- _SOURCE DOCUMENT_
________________________

# Is Round 2 reissuing the U.S.S. Reliant?



## Guy Schlicter (May 3, 2004)

Hi Folks, I just saw on Tower Hobbies website that they will be getting in the U.S.S. Reliant and a picture is coming soon. If that is true it will be awesome, I loved the intial release of the Reliant from Ertl but I can imagine how much better it will look after Round 2 improves it! It a nice sized model too, Guy Schlicter.


----------



## Opus Penguin (Apr 19, 2004)

There is nothing on the RC2 site. They do mention they would like to do the Reliant but nothing official. However, I would guess they will only re-release the original Reliant model then a better, re-tooled one.


----------



## Fozzie (May 25, 2009)

You can pre-order it at CultTVMan.


----------



## Model Man (Oct 1, 2007)

The original reliant litters ebay for less than R2 can charge for it new. A poor excuse for a model then, it ain't worth the cardboard it was packaged in. I hope they're not wasting their time w/ this one.


----------



## Trek Ace (Jul 8, 2001)

Ditto.


----------



## Model Man (Oct 1, 2007)

http://www.culttvmanshop.com/USS-Reliant-reissue-from-AMTRound-2-PREORDER-RESERVATION_p_1212.html

Let's hope they fixed it and aren't telling anyone until the last second.


----------



## JediPuju (Oct 12, 2009)

________________________

- _TO DO_
A - In the forum thread about the Reliant reissue, on which retailer's website did Guy Schlicter see that the U.S.S. Reliant would be coming in?
B - Name every distinct username that appears as a post heading in the forum thread about the Reliant reissue.
C - From the forum thread about the Reliant reissue, copy out the stretch from "There is nothing" through "it at CultTVMan.", word for word.

________________________

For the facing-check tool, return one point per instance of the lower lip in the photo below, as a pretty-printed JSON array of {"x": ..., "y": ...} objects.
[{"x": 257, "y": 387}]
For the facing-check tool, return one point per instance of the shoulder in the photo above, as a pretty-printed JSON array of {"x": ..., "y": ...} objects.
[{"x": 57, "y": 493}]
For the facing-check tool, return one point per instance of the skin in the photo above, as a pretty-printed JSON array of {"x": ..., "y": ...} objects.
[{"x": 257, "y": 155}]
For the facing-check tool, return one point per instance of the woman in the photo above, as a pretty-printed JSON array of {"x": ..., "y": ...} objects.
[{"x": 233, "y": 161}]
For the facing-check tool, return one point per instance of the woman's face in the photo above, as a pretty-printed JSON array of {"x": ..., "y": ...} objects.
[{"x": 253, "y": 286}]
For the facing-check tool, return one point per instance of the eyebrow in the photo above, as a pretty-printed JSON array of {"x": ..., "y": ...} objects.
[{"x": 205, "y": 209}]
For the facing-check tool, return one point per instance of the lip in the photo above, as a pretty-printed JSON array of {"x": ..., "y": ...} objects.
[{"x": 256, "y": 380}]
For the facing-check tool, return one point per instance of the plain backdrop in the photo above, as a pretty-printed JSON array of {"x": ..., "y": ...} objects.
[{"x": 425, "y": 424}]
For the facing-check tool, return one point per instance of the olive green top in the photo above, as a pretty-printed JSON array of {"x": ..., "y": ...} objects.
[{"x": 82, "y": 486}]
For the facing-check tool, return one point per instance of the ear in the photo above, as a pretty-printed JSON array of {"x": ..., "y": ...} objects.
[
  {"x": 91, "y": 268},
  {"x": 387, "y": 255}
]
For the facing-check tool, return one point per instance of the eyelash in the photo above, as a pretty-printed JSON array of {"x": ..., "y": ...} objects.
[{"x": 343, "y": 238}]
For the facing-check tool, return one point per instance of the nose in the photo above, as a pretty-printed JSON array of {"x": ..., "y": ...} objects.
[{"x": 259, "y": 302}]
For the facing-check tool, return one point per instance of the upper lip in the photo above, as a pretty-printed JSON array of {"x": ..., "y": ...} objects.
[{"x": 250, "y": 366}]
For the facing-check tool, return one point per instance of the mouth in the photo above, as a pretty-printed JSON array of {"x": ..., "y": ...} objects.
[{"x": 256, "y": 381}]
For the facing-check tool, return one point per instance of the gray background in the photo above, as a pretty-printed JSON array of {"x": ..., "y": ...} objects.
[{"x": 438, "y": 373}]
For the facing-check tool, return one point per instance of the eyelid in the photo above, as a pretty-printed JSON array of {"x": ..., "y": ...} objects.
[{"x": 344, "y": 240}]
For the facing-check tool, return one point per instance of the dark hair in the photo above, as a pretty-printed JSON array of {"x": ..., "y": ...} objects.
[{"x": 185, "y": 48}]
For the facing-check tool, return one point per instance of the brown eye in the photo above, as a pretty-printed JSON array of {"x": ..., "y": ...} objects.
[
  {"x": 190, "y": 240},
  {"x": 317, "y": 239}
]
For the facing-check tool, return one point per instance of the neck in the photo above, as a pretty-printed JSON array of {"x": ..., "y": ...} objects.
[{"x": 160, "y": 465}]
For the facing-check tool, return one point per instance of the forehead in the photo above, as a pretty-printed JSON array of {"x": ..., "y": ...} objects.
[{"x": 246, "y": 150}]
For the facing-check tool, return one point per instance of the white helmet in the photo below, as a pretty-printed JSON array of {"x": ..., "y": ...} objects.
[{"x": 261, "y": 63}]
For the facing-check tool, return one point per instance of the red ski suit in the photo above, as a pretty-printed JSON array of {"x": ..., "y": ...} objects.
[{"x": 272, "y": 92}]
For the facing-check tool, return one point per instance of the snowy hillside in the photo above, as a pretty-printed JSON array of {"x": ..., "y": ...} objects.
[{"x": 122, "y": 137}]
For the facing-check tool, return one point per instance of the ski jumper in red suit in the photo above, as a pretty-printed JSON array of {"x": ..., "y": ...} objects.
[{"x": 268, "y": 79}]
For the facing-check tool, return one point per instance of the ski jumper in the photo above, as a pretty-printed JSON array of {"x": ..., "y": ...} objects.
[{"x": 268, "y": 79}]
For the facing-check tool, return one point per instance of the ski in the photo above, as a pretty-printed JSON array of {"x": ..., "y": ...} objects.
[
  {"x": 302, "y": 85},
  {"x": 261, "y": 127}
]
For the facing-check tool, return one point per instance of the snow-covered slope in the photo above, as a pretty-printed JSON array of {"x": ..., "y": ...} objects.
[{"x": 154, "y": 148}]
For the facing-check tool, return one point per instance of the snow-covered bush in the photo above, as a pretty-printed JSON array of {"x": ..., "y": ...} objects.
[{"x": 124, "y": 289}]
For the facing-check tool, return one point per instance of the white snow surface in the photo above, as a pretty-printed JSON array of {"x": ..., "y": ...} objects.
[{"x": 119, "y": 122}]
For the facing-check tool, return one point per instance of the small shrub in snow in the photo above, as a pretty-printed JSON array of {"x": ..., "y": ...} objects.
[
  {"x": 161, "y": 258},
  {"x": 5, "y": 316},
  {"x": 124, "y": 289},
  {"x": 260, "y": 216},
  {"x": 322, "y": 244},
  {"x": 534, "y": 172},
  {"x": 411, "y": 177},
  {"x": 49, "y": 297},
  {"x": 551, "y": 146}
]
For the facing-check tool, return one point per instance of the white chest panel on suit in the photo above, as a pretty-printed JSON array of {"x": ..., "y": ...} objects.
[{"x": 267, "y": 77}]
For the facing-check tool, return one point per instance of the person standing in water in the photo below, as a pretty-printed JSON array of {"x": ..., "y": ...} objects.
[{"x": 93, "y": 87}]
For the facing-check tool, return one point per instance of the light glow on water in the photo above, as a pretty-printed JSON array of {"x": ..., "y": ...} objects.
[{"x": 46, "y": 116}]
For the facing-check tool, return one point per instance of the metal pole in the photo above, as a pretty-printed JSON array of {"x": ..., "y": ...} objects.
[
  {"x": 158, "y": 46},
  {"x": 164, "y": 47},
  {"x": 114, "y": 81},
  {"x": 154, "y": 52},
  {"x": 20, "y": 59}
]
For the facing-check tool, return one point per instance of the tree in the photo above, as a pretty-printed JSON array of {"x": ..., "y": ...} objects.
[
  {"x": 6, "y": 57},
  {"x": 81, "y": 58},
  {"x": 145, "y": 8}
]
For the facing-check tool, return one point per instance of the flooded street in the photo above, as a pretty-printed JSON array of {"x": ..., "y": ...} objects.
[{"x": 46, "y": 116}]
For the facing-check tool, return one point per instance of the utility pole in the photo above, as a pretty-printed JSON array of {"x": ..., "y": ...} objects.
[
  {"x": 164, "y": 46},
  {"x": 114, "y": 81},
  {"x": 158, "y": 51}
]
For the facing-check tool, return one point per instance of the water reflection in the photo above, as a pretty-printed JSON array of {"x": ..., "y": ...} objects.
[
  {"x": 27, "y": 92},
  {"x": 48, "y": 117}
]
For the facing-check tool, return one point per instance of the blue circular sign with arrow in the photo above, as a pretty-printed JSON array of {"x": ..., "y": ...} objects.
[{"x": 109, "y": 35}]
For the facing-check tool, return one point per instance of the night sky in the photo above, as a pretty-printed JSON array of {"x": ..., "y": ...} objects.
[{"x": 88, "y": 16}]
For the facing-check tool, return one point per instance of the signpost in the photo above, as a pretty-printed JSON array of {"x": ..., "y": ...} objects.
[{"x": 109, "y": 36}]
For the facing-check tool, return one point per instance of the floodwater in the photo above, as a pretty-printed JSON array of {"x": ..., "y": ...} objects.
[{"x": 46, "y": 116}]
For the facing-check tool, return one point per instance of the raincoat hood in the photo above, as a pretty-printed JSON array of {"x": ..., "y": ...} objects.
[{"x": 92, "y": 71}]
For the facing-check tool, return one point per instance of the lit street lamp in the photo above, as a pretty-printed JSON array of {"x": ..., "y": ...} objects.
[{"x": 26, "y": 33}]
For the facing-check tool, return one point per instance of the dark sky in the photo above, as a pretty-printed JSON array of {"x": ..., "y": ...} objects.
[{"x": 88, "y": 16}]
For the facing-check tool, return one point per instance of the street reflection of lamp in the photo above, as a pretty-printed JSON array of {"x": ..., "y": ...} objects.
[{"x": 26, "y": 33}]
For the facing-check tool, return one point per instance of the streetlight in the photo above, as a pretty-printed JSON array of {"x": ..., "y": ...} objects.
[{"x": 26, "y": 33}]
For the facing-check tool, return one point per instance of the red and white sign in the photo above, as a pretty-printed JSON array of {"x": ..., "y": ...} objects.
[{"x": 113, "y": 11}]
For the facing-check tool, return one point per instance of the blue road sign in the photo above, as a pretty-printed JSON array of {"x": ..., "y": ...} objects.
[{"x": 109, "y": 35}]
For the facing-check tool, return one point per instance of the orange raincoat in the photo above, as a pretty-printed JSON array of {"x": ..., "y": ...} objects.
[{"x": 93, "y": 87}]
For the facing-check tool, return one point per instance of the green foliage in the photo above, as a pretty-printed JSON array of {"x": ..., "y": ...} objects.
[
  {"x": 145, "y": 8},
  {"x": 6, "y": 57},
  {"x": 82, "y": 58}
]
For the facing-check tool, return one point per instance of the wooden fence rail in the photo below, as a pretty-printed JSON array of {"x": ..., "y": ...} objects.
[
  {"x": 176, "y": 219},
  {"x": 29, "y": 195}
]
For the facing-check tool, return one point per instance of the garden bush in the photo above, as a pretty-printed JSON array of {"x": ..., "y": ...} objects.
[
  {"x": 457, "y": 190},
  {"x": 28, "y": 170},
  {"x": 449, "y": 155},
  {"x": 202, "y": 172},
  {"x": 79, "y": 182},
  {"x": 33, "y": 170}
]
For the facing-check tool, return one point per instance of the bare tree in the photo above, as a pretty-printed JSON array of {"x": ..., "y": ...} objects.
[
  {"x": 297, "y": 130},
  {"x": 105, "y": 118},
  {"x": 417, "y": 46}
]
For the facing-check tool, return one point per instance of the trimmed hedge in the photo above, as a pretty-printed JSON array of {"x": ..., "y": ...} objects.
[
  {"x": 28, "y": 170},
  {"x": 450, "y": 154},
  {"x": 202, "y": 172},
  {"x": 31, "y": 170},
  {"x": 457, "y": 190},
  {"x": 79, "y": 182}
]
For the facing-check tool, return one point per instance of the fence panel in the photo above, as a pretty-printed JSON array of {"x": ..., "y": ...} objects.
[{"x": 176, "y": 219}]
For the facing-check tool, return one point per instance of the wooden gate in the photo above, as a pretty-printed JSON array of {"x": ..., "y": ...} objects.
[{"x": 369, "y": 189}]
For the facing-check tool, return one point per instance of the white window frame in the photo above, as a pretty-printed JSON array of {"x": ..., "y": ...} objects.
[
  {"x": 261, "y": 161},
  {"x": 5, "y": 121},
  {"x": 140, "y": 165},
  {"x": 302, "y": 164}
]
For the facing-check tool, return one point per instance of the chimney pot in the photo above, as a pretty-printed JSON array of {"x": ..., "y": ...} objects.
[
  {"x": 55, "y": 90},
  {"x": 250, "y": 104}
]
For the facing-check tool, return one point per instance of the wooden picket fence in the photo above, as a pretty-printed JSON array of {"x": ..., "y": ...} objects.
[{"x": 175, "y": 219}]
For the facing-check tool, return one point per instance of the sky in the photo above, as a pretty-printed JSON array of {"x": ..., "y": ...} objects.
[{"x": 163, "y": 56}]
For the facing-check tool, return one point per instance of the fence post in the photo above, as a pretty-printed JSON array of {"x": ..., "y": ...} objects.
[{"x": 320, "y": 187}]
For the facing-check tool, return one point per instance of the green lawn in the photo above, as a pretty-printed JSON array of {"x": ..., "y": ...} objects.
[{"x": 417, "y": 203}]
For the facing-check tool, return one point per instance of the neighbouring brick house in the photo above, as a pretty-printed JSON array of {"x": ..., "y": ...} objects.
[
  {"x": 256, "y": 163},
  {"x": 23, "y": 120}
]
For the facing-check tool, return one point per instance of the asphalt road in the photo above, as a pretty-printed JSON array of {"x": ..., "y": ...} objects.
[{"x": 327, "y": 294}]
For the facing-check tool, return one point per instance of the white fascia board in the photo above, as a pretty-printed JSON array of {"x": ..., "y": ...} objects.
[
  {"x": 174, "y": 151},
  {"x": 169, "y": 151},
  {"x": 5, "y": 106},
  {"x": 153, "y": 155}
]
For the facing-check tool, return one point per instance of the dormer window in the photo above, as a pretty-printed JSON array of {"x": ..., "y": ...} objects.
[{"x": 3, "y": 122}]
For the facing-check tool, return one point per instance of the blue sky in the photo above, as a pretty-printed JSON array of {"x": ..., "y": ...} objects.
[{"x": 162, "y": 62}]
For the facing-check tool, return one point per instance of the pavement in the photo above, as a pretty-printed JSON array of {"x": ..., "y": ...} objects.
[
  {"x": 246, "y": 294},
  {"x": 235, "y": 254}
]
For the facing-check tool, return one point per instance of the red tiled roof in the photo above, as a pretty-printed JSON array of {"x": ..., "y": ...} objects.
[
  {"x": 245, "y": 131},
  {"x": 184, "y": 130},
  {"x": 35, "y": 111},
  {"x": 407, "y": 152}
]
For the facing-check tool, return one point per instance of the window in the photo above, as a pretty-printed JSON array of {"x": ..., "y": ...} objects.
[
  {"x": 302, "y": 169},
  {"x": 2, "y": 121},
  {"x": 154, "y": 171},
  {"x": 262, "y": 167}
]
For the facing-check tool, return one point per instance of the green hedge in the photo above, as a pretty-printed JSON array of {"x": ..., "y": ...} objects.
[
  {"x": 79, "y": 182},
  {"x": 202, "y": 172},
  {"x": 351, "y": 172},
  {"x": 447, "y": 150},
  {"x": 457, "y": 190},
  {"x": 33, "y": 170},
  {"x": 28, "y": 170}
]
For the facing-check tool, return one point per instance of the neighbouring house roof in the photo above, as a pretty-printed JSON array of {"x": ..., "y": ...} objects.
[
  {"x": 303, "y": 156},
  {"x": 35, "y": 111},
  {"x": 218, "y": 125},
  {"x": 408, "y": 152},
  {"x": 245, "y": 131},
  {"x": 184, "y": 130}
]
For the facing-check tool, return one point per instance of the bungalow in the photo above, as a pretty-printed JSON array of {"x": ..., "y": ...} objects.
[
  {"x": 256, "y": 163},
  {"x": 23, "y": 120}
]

________________________

- _TASK-BY-TASK OUTPUTS_
A - Tower Hobbies

B - Guy Schlicter, Opus Penguin, Fozzie, Model Man, Trek Ace, JediPuju

C -
There is nothing on the RC2 site. They do mention they would like to do the Reliant but nothing official. However, I would guess they will only re-release the original Reliant model then a better, re-tooled one.


----------



## Fozzie (May 25, 2009)

You can pre-order it at CultTVMan.